**Source document:**
──────────

1. It’s a truce, not a free trade deal.

While markets were happy that the deal foreclosed an even bigger escalation of trade tensions in December, including another tranche of U.S. tariffs, the bulk of U.S. duties on Chinese exports to the United States will remain even after the signing of the deal. About two-thirds of Chinese goods will still face import taxes that are six times higher than when Trump took office—and most of those are the kinds of intermediate goods that U.S. manufacturers use to make their own products. U.S. businesses and consumers have already forked over more than $40 billion to pay for Trump’s import taxes.

China, too, will apparently keep its own tariffs on U.S. exports, including on energy products like natural gas and crude oil. So the deal, whatever it does, doesn’t move the United States much further away from the protectionism it has embraced since Trump took office.

While the Trump administration talks about an eventual “phase two” deal with China that could actually tackle structural issues that bedevil the two economies, few trade experts expect much progress, if any, on such an agreement—especially during an election year. And politics could themselves make the new agreement more fragile than it seems: With Trump’s hawkish stance on China a popular one, he may be under pressure this year to go back to his preferred path of confrontation and tariffs to score political, rather than economic, points.

2. It doesn’t address the core issues that started the trade war.

The United States began its tariff fight with China on the grounds of a so-called Section 301 investigation, which highlighted Beijing’s abuse of its state-led economic model, including via state-owned companies, industrial subsidies, and state-directed cyber-espionage. Other than some fresh Chinese promises to crack down on intellectual property theft (more below), the deal just signed doesn’t address any of those core concerns that supposedly motivated the Trump administration in the first place.

“This does not in any sense address the big, systemic issues that China and the United States have with one another on trade,” said Chad Bown of the Peterson Institute for International Economics.

That’s particularly true when it comes to China’s alleged currency manipulation for competitive advantage, for years a bogeyman of Trump and his officials, even when China was doing the exact opposite. In the new agreement, China reaffirmed commitments it had already made, such as in various G-20 meetings, to avoid manipulating the renminbi for competitive advantage and signed up for the bare minimum in foreign reserve disclosures. (On Monday, just two days before the signing ceremony, the U.S. Treasury Department abruptly removed China from the list of currency manipulators, just months after adding China to the list during the darkest days of the trade spat.)

“The foreign exchange provisions were the most disappointing” aspect of the deal, said Brad Setser of the Council on Foreign Relations. “Of all the various things expected in the deal, they were really underwhelming. The absence of any genuine, new commitments on the part of China, simply repackaging existing commitments—that was undoubtedly disappointing.”

──────────

**Given records:**
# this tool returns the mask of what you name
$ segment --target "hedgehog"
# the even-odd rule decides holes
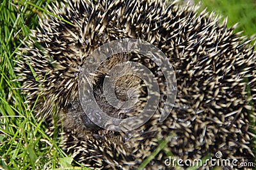
[[[35,105],[35,115],[47,120],[50,136],[52,129],[63,129],[61,148],[77,162],[92,169],[133,169],[147,159],[147,169],[170,169],[173,167],[166,163],[171,156],[193,161],[216,158],[216,153],[222,159],[253,162],[255,135],[249,121],[255,120],[256,105],[252,37],[234,33],[236,26],[227,28],[227,19],[221,22],[214,13],[198,12],[198,5],[179,1],[74,0],[47,8],[54,15],[44,14],[39,27],[31,30],[17,71],[28,109]],[[138,70],[124,66],[120,73],[125,75],[116,79],[115,94],[125,102],[129,89],[135,89],[138,102],[124,109],[111,105],[104,93],[104,80],[116,65],[132,61],[147,66],[159,88],[157,109],[148,121],[116,132],[99,127],[84,112],[79,81],[90,54],[125,38],[148,42],[164,54],[174,72],[177,93],[168,117],[159,121],[168,88],[161,68],[134,52],[108,58],[91,77],[93,97],[107,115],[125,119],[139,114],[150,93],[146,83],[133,75]],[[163,144],[164,148],[159,149]]]

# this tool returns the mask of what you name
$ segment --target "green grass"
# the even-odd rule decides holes
[[[69,167],[72,160],[59,148],[60,139],[45,134],[47,125],[37,122],[31,111],[26,110],[20,84],[13,81],[17,79],[13,68],[19,59],[16,52],[22,46],[21,40],[38,26],[38,15],[50,3],[0,2],[0,169],[58,169]],[[203,1],[209,10],[228,15],[228,26],[239,22],[236,31],[244,30],[248,35],[256,33],[255,4],[253,0]]]

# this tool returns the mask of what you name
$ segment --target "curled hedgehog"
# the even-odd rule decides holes
[[[195,160],[222,153],[223,159],[253,162],[250,119],[255,119],[256,55],[252,38],[233,33],[227,20],[198,6],[163,1],[74,0],[56,3],[44,14],[40,27],[31,31],[22,49],[17,71],[23,92],[40,119],[49,121],[49,134],[59,118],[63,129],[61,148],[92,169],[134,169],[166,141],[146,169],[170,169],[170,156]],[[62,19],[61,20],[60,19]],[[80,73],[86,58],[99,47],[113,40],[135,38],[158,47],[172,64],[177,81],[176,100],[168,118],[159,121],[164,105],[166,77],[152,60],[138,54],[117,54],[98,68],[92,82],[100,109],[114,118],[139,114],[148,91],[138,77],[127,73],[116,82],[121,101],[127,91],[138,92],[138,102],[129,109],[115,108],[104,95],[104,77],[115,65],[133,61],[147,66],[160,89],[155,114],[144,125],[127,132],[104,130],[84,112],[79,98]],[[171,155],[170,155],[171,154]],[[207,164],[202,168],[211,167]],[[237,167],[230,166],[227,168]]]

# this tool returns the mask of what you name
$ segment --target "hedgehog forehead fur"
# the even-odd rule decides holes
[[[227,28],[226,19],[220,24],[214,14],[198,13],[198,6],[178,1],[65,3],[48,8],[72,24],[43,15],[40,28],[32,31],[25,43],[27,47],[20,54],[24,59],[17,71],[27,102],[33,106],[37,101],[36,116],[49,120],[57,112],[58,126],[64,125],[61,147],[75,160],[91,168],[133,169],[151,155],[159,139],[167,138],[167,151],[161,151],[148,169],[169,169],[164,166],[168,151],[184,160],[220,151],[223,158],[252,162],[251,139],[255,135],[250,132],[249,119],[255,115],[256,55],[254,46],[250,45],[252,38],[233,33],[234,27]],[[83,112],[77,80],[86,58],[94,50],[127,38],[151,43],[167,56],[177,79],[175,107],[163,122],[159,121],[157,110],[136,130],[106,132]],[[161,93],[159,109],[163,108],[166,87],[159,68],[145,56],[118,54],[102,64],[93,80],[94,95],[102,110],[122,118],[137,114],[145,105],[145,84],[132,75],[117,82],[115,92],[125,101],[127,90],[136,88],[140,100],[132,108],[116,109],[104,98],[102,79],[113,66],[127,61],[142,63],[155,75]],[[124,68],[124,72],[128,73],[129,69]],[[50,135],[56,124],[51,123]],[[174,137],[168,137],[170,134]]]

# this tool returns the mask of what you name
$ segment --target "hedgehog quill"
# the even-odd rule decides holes
[[[86,1],[56,3],[49,11],[72,23],[44,14],[40,27],[31,31],[23,60],[17,68],[27,102],[39,119],[54,114],[63,129],[61,148],[76,160],[92,169],[135,169],[152,155],[160,140],[166,148],[147,169],[168,169],[170,152],[182,160],[200,159],[220,151],[221,158],[253,162],[255,137],[250,130],[255,119],[256,55],[252,38],[233,33],[213,13],[197,12],[198,6],[164,1]],[[139,114],[148,99],[147,84],[124,67],[126,75],[115,84],[120,101],[137,91],[138,102],[122,109],[109,104],[104,79],[115,65],[127,61],[146,66],[154,75],[160,98],[155,114],[139,128],[128,132],[104,130],[84,112],[78,80],[86,59],[111,41],[134,38],[158,47],[172,64],[177,81],[176,100],[168,117],[159,121],[166,100],[166,77],[154,61],[140,54],[120,53],[108,58],[92,81],[93,95],[108,116],[127,118]],[[250,89],[250,91],[248,89]],[[38,98],[38,100],[37,100]],[[56,124],[56,123],[55,123]],[[175,134],[172,137],[170,134]],[[207,164],[202,169],[212,168]],[[252,167],[250,167],[252,168]],[[224,167],[223,167],[224,168]],[[235,169],[235,166],[225,168]]]

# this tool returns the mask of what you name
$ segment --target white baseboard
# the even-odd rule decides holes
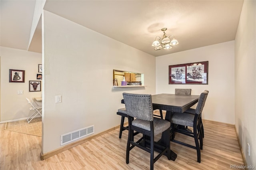
[[[41,117],[41,116],[37,116],[35,117]],[[25,118],[24,118],[18,119],[17,119],[10,120],[9,121],[2,121],[2,122],[0,122],[0,124],[1,124],[1,123],[8,123],[8,122],[16,122],[16,121],[22,121],[22,120],[26,120],[26,119],[28,119],[28,117],[25,117]]]

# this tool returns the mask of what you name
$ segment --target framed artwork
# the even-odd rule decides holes
[[[208,61],[169,66],[169,84],[208,84]]]
[[[42,74],[36,74],[36,79],[42,79]]]
[[[43,66],[42,64],[38,64],[38,73],[43,72]]]
[[[9,82],[24,83],[25,82],[25,70],[9,69]]]
[[[29,91],[41,91],[41,81],[30,81]]]

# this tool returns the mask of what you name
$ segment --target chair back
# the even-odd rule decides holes
[[[208,92],[209,91],[206,90],[200,95],[199,99],[198,100],[196,108],[196,113],[197,114],[199,115],[203,111],[203,109],[204,109],[204,104],[206,101]]]
[[[191,89],[175,89],[175,94],[191,95]]]
[[[151,95],[123,93],[127,115],[148,121],[153,121]]]

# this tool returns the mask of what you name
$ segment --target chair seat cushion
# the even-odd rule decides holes
[[[118,112],[120,112],[120,113],[126,114],[127,114],[126,113],[126,109],[125,109],[125,107],[124,108],[119,109],[118,110]]]
[[[194,115],[196,114],[196,109],[194,109],[190,108],[188,110],[186,110],[185,111],[185,113],[188,113],[193,114]]]
[[[154,117],[153,121],[154,135],[162,132],[169,128],[171,125],[170,122],[157,117]],[[132,125],[146,130],[150,131],[150,125],[149,121],[136,119],[132,121]]]
[[[193,127],[195,115],[190,113],[174,113],[172,117],[172,123],[176,125]]]

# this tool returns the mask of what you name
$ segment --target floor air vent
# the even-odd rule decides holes
[[[60,146],[94,133],[94,126],[81,128],[60,136]]]

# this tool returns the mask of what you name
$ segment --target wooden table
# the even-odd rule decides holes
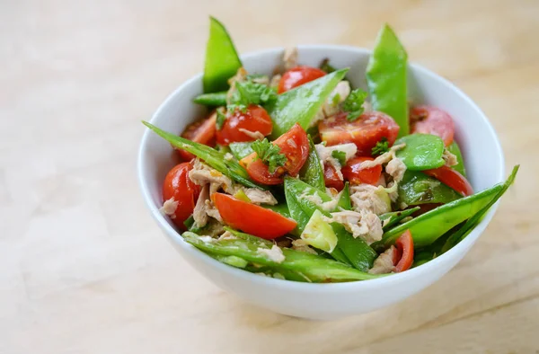
[[[208,15],[242,52],[372,47],[386,21],[522,164],[440,281],[337,322],[252,307],[195,272],[143,205],[147,119],[202,68]],[[0,4],[0,352],[527,353],[539,350],[539,2],[31,1]]]

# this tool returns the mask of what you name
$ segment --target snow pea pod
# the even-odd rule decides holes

──────────

**Tasks to perform:**
• a. Reproduce the passage of the article on the U.S.-China trade deal that begins at the words "The United States began" and ends after the words "for International Economics.".
• b. According to the article on the U.S.-China trade deal, how much have U.S. businesses and consumers already paid toward Trump's import taxes?
• c. Carry the article on the U.S.-China trade deal forward from its final sentence.

**Task-by-task results:**
• a.
The United States began its tariff fight with China on the grounds of a so-called Section 301 investigation, which highlighted Beijing’s abuse of its state-led economic model, including via state-owned companies, industrial subsidies, and state-directed cyber-espionage. Other than some fresh Chinese promises to crack down on intellectual property theft (more below), the deal just signed doesn’t address any of those core concerns that supposedly motivated the Trump administration in the first place.

“This does not in any sense address the big, systemic issues that China and the United States have with one another on trade,” said Chad Bown of the Peterson Institute for International Economics.

• b. More than $40 billion.

• c.
When the trade fight began, the Trump administration set out to make China a more market-friendly economy. Instead, the United States has embraced state-managed trade, where Beijing commits to using state-owned firms to purchase guaranteed amounts of U.S. farm goods, oil, gas, and manufactured products.

“Given that attempts to create new opportunities for U.S. exporters by changing rules and policies haven’t been overwhelmingly successful in recent years, I can see why the administration might feel that setting out targets and asking a state-dominated economy to meet those targets is a way to do it,” Setser said.

3. It’s all about shrinking the U.S. trade deficit.

That kind of managed trade is the centerpiece of the new agreement: a Chinese commitment to purchase, over a two-year period, $200 billion worth of U.S. goods above and beyond what it bought in 2017, before the trade war began in earnest. Big purchases like that have been the focus of the Trump administration’s approach since the beginning, because, while the trade professionals launched a formal investigation into China’s abusive macroeconomic practices, Trump cares mainly about the U.S. trade deficit with China, which totaled $379 billion in goods and services in 2018.

The new agreement calls for China to buy an additional $33 billion in manufacturing goods this year and $45 billion next year; an additional $12.5 billion in farm products this year and $19.5 billion next year; $18.5 billion more in natural gas and crude oil this year and $34 billion more next year; and finally, $13 billion more in services this year and $25 billion next year.

If all those planned purchases materialize—and there are considerable doubts they will—it could represent a boon for U.S. farmers and manufacturers (assuming they don’t just suck away exports from other markets). But there are a few problems. First, China still has most of its tariffs on U.S. exports, including on many of the goods on that list; since China insists that it wants commercial considerations to determine its purchases, that could be a problem for U.S. exporters.

Second, those numbers are hugely ambitious. The biggest-ever year for agricultural sales to China came in at $29 billion, for instance; the new agreement would require China to buy $40 billion or more worth of farm goods in 2021, roughly double what it bought in 2017. Similar stretches would be required to meet the export goals in energy and manufacturing—and if the Trump administration believes China isn’t meeting its commitments, it can blow up the deal.

Third, such managed trade might be illegal under World Trade Organization (WTO) rules, which prohibit discrimination. Other suppliers of agricultural goods to China, such as Brazil and Argentina (which have taken advantage of the last two years of turmoil to flood the Chinese market), are unlikely to stand idly by if China’s new purchases simply come out of their pocket. If their own exports suffer, they could bring a complaint against China at the WTO for discriminatory practices.

Of course, since the Trump administration single-handedly dismantled the WTO’s dispute settlement system last month, such complaints may amount to pounding sand—countries around the world now have no way to ultimately adjudicate their trade disputes thanks to the administration’s disdain for multilateralism.

4. The agreement’s enforcement mechanism is untried—and risky.

For the Trump administration, it’s just as well that the WTO is moribund, because the enforcement provisions in the new agreement are entirely bilateral. Any disputes over compliance with the terms of the agreement will be dealt with in bilateral consultations at a staff level by trade experts. If they can’t resolve it, it can get kicked up to the level of the U.S. trade representative and China’s vice premier. If they still can’t solve it, the aggrieved party can retaliate as it sees fit—and the other side can’t do anything about it. If the other side doesn’t like the retaliation, they have one option, according to the deal’s text: “[T]he remedy is to withdraw from this Agreement.”

“The way it seems enforcement will work is very different than in any other trade agreement ever,” Bown said. “There are a lot of open questions on how this is going to work in practice.”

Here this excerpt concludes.